Exercise:
Each line below should be copied exactly as it stands.

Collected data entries
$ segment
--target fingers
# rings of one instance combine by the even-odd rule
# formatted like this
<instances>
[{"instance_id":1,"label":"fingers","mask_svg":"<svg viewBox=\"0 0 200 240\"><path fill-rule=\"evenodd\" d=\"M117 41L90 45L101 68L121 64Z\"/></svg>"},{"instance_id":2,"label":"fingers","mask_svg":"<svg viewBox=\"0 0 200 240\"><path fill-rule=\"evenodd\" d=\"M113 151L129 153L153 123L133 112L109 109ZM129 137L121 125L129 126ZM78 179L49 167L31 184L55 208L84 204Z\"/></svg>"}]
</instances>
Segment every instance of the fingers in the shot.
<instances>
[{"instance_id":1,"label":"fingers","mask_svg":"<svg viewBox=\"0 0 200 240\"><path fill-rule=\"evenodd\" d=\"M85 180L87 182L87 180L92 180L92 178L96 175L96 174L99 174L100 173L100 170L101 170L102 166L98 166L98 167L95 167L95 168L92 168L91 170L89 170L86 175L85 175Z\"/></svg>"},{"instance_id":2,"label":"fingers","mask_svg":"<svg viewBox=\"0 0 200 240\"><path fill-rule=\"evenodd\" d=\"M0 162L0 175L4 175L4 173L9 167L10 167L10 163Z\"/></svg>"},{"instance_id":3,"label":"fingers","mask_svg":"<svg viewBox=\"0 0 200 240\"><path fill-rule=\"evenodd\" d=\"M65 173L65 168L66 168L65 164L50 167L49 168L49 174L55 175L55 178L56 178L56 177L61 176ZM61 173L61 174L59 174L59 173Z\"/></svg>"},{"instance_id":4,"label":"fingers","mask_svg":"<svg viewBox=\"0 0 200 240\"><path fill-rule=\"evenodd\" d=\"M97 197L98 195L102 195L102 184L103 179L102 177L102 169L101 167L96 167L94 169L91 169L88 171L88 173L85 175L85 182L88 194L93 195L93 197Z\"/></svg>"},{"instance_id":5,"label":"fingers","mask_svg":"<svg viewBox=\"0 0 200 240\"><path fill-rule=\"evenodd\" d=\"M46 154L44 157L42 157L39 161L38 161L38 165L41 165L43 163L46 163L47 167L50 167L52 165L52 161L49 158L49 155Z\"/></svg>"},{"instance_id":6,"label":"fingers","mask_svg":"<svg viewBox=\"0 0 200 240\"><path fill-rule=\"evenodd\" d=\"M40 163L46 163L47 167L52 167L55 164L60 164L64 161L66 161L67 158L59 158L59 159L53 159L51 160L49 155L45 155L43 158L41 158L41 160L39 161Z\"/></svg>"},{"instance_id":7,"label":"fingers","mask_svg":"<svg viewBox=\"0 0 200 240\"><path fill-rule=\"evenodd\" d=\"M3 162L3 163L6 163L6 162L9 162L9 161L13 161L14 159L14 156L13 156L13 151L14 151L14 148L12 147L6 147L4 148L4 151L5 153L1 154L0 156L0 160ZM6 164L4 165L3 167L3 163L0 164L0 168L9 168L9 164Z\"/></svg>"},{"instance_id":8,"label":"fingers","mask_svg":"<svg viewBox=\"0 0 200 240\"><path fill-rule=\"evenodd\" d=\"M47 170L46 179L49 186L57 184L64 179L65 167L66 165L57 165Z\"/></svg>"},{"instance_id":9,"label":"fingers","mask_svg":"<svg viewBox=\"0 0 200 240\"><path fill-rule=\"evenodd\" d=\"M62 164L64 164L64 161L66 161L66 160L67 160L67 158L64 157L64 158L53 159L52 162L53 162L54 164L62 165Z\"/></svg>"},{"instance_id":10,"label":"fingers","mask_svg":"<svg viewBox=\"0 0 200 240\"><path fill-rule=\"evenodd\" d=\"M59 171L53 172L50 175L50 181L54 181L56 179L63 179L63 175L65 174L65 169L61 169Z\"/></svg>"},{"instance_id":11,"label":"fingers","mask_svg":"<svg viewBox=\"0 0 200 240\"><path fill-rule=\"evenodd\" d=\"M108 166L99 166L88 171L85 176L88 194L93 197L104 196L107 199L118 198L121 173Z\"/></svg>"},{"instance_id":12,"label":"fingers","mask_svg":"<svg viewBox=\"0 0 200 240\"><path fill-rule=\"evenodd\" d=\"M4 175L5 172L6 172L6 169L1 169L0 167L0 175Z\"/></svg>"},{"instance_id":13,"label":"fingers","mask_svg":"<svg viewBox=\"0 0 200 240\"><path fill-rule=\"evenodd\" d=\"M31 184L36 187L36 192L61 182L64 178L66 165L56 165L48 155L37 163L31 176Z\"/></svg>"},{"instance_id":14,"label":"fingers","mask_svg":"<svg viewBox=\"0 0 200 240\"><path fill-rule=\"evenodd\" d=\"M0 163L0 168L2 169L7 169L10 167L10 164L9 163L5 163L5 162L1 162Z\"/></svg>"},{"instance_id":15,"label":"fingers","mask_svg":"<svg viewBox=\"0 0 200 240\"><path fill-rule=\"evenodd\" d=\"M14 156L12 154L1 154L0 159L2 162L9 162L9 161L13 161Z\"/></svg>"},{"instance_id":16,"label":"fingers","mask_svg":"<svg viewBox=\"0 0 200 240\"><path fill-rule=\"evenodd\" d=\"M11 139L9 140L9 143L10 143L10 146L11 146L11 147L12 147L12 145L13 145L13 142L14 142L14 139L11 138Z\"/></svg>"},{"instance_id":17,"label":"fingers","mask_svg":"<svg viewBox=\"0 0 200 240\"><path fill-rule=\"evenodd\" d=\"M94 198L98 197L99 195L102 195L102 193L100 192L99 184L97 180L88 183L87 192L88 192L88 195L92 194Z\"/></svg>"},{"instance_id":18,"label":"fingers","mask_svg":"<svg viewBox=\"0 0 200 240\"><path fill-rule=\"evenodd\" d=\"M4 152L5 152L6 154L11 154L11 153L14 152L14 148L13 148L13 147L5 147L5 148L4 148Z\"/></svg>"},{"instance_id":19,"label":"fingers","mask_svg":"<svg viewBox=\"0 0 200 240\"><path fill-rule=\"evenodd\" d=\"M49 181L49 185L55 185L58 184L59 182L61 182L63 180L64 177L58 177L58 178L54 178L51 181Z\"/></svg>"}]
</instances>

Answer to this problem:
$ segment
--target fingers
# rings of one instance combine by the even-odd rule
# formatted like this
<instances>
[{"instance_id":1,"label":"fingers","mask_svg":"<svg viewBox=\"0 0 200 240\"><path fill-rule=\"evenodd\" d=\"M117 41L90 45L101 68L121 64Z\"/></svg>"},{"instance_id":2,"label":"fingers","mask_svg":"<svg viewBox=\"0 0 200 240\"><path fill-rule=\"evenodd\" d=\"M113 151L129 153L153 123L133 112L109 109ZM129 137L121 125L129 126ZM78 179L49 167L31 184L55 208L84 204Z\"/></svg>"}]
</instances>
Segment every instance of the fingers in the shot.
<instances>
[{"instance_id":1,"label":"fingers","mask_svg":"<svg viewBox=\"0 0 200 240\"><path fill-rule=\"evenodd\" d=\"M85 180L87 182L87 180L92 180L92 178L96 175L96 174L99 174L100 173L100 170L101 170L102 166L98 166L98 167L95 167L95 168L92 168L91 170L89 170L86 175L85 175Z\"/></svg>"},{"instance_id":2,"label":"fingers","mask_svg":"<svg viewBox=\"0 0 200 240\"><path fill-rule=\"evenodd\" d=\"M0 162L0 175L4 175L4 173L9 167L10 167L10 163Z\"/></svg>"},{"instance_id":3,"label":"fingers","mask_svg":"<svg viewBox=\"0 0 200 240\"><path fill-rule=\"evenodd\" d=\"M65 173L65 168L66 168L65 164L50 167L49 168L49 174L55 175L55 178L56 178L56 177L61 176ZM61 173L61 174L59 174L59 173Z\"/></svg>"},{"instance_id":4,"label":"fingers","mask_svg":"<svg viewBox=\"0 0 200 240\"><path fill-rule=\"evenodd\" d=\"M97 197L98 195L102 195L102 184L103 179L102 177L102 169L101 167L96 167L94 169L91 169L88 171L88 173L85 175L85 182L88 194L93 195L93 197Z\"/></svg>"},{"instance_id":5,"label":"fingers","mask_svg":"<svg viewBox=\"0 0 200 240\"><path fill-rule=\"evenodd\" d=\"M46 154L44 157L42 157L39 161L38 161L38 165L41 165L43 163L46 163L47 167L50 167L52 165L52 161L49 158L49 155Z\"/></svg>"},{"instance_id":6,"label":"fingers","mask_svg":"<svg viewBox=\"0 0 200 240\"><path fill-rule=\"evenodd\" d=\"M40 163L46 163L47 167L52 167L55 164L60 164L64 161L66 161L67 158L59 158L59 159L53 159L51 160L49 155L45 155L43 158L41 158L41 160L39 161Z\"/></svg>"},{"instance_id":7,"label":"fingers","mask_svg":"<svg viewBox=\"0 0 200 240\"><path fill-rule=\"evenodd\" d=\"M3 162L3 163L6 163L6 162L9 162L9 161L13 161L14 159L14 156L13 156L13 151L14 151L14 148L12 147L6 147L4 148L4 151L5 153L1 154L0 156L0 160ZM6 164L4 165L3 167L3 163L0 164L0 168L9 168L9 164Z\"/></svg>"},{"instance_id":8,"label":"fingers","mask_svg":"<svg viewBox=\"0 0 200 240\"><path fill-rule=\"evenodd\" d=\"M47 170L46 179L49 186L57 184L64 179L65 167L66 165L57 165Z\"/></svg>"},{"instance_id":9,"label":"fingers","mask_svg":"<svg viewBox=\"0 0 200 240\"><path fill-rule=\"evenodd\" d=\"M62 164L64 164L64 161L66 161L66 160L67 160L67 158L64 157L64 158L53 159L52 162L53 162L54 164L62 165Z\"/></svg>"},{"instance_id":10,"label":"fingers","mask_svg":"<svg viewBox=\"0 0 200 240\"><path fill-rule=\"evenodd\" d=\"M59 171L53 172L50 175L50 181L54 181L56 179L63 179L63 175L65 174L65 169L61 169Z\"/></svg>"},{"instance_id":11,"label":"fingers","mask_svg":"<svg viewBox=\"0 0 200 240\"><path fill-rule=\"evenodd\" d=\"M108 166L99 166L88 171L85 176L88 194L93 197L104 196L107 199L118 198L121 173Z\"/></svg>"},{"instance_id":12,"label":"fingers","mask_svg":"<svg viewBox=\"0 0 200 240\"><path fill-rule=\"evenodd\" d=\"M4 175L5 172L6 172L6 169L1 169L0 167L0 175Z\"/></svg>"},{"instance_id":13,"label":"fingers","mask_svg":"<svg viewBox=\"0 0 200 240\"><path fill-rule=\"evenodd\" d=\"M31 184L36 187L36 192L61 182L64 178L66 165L56 165L48 155L37 163L31 176Z\"/></svg>"},{"instance_id":14,"label":"fingers","mask_svg":"<svg viewBox=\"0 0 200 240\"><path fill-rule=\"evenodd\" d=\"M0 163L0 168L2 169L7 169L10 167L10 164L9 163L5 163L5 162L1 162Z\"/></svg>"},{"instance_id":15,"label":"fingers","mask_svg":"<svg viewBox=\"0 0 200 240\"><path fill-rule=\"evenodd\" d=\"M14 156L12 154L1 154L0 159L2 162L9 162L9 161L13 161Z\"/></svg>"},{"instance_id":16,"label":"fingers","mask_svg":"<svg viewBox=\"0 0 200 240\"><path fill-rule=\"evenodd\" d=\"M11 139L9 140L9 143L10 143L10 146L11 146L11 147L12 147L12 145L13 145L13 142L14 142L14 139L11 138Z\"/></svg>"},{"instance_id":17,"label":"fingers","mask_svg":"<svg viewBox=\"0 0 200 240\"><path fill-rule=\"evenodd\" d=\"M94 198L98 197L99 195L102 195L102 193L100 192L99 184L97 180L88 183L87 192L88 192L88 195L92 194Z\"/></svg>"},{"instance_id":18,"label":"fingers","mask_svg":"<svg viewBox=\"0 0 200 240\"><path fill-rule=\"evenodd\" d=\"M4 152L5 152L6 154L11 154L11 153L14 152L14 148L13 148L13 147L5 147L5 148L4 148Z\"/></svg>"},{"instance_id":19,"label":"fingers","mask_svg":"<svg viewBox=\"0 0 200 240\"><path fill-rule=\"evenodd\" d=\"M49 181L49 185L55 185L58 184L59 182L61 182L63 180L64 177L58 177L58 178L54 178L51 181Z\"/></svg>"}]
</instances>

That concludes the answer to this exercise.